### Passage

_ _ _

With Halley’s close help, and that of many friends and colleagues, that article was published today: How Do I (Not) Look: Live Feed Video and Viral Black Death. My writing, and thinking, occurred in conversation, actual and in my head, with a great many friends and scholars who I’d like to point to here, in no particular order and most likely forgetting some, less for reasons of intellectual property and more to name that my/our understanding of momentous social, technological, personal mayhem and change occurs in communities of care and practice and thought: Natalie Bookchin, Gabrielle Foreman, Robert Reid-Pharr, Cheryl Dunye, Kemi Ilenanmi, Alisa Lebow, Jenny Terry, Roopali Mukherjee, Marta Zarzycka, Jen Malkowski, Lisa Cartwright, Marita Sturken, Nick Mirzoeff, Patty Zimmermann, Sam Gregory,  Deirdre Boyle, Safiya Noble, LaCharles Ward, Ellen Scott, bell hooks, Paola Bacchetta, Tina Campt,  Inderpal Grewal,  Caren Kaplan, Minoo Moallem, Susan Sontag, Henry Jenkins, Sherri Williams, Jodi Dean, Michael Gillespie, Stephen Winter, Theodore Kerr and Diamond Reynolds.

_ _ _

### Listed records
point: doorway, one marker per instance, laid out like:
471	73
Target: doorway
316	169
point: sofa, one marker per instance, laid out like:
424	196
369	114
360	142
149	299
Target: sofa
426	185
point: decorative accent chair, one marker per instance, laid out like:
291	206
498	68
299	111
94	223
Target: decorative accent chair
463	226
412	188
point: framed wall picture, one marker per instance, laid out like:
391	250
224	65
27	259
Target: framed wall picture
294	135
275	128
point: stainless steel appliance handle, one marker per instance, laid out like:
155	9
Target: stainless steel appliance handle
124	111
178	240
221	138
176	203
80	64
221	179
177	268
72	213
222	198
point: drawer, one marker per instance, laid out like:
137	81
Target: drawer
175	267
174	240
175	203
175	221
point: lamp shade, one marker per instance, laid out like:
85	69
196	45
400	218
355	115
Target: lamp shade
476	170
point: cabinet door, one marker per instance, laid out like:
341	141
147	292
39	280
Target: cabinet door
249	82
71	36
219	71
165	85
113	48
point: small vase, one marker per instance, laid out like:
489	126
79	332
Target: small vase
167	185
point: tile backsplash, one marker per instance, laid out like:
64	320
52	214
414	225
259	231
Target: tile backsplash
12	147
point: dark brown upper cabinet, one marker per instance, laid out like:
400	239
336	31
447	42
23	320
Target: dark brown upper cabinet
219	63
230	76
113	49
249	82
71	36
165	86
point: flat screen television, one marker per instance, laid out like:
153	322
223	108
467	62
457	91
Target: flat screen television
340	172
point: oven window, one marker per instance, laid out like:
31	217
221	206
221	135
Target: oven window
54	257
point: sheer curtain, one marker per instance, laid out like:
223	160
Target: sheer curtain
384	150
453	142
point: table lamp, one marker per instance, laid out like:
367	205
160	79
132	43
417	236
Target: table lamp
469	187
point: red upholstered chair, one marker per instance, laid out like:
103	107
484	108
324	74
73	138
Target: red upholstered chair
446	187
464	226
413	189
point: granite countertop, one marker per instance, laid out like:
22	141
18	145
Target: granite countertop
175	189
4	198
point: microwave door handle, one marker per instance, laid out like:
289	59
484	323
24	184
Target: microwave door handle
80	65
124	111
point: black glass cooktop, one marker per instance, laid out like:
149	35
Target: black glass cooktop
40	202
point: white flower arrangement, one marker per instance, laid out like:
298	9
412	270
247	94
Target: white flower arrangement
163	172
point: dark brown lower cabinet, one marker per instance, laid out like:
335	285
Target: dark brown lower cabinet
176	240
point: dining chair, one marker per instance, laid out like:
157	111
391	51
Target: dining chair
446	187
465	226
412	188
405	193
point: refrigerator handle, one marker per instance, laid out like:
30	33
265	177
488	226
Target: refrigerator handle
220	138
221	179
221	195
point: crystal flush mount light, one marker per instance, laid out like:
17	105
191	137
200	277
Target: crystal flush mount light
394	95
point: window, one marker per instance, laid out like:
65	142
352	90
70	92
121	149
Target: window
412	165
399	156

_ _ _

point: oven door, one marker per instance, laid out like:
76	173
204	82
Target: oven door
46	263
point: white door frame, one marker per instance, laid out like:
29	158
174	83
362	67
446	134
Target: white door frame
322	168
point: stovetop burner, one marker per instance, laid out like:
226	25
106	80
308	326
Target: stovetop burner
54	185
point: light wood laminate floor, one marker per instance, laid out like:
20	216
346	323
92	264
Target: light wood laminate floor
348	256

_ _ _

### What you should do
Resume the passage about the newly published article on live feed video and viral Black death, continuing after its final sentence.

### Answer box
I write in honor of Reynold’s work and in the name of our shared witnessing of the death of Philando Castile and so many others.

I am sure my friends and colleagues above will not agree with all of my thoughts on this volatile and horrible matter, nor would I want them to, but I do hope they will understand how critical their voices (and long term work on issues of violence, visibility, video and racial injustice) have been for me during this time.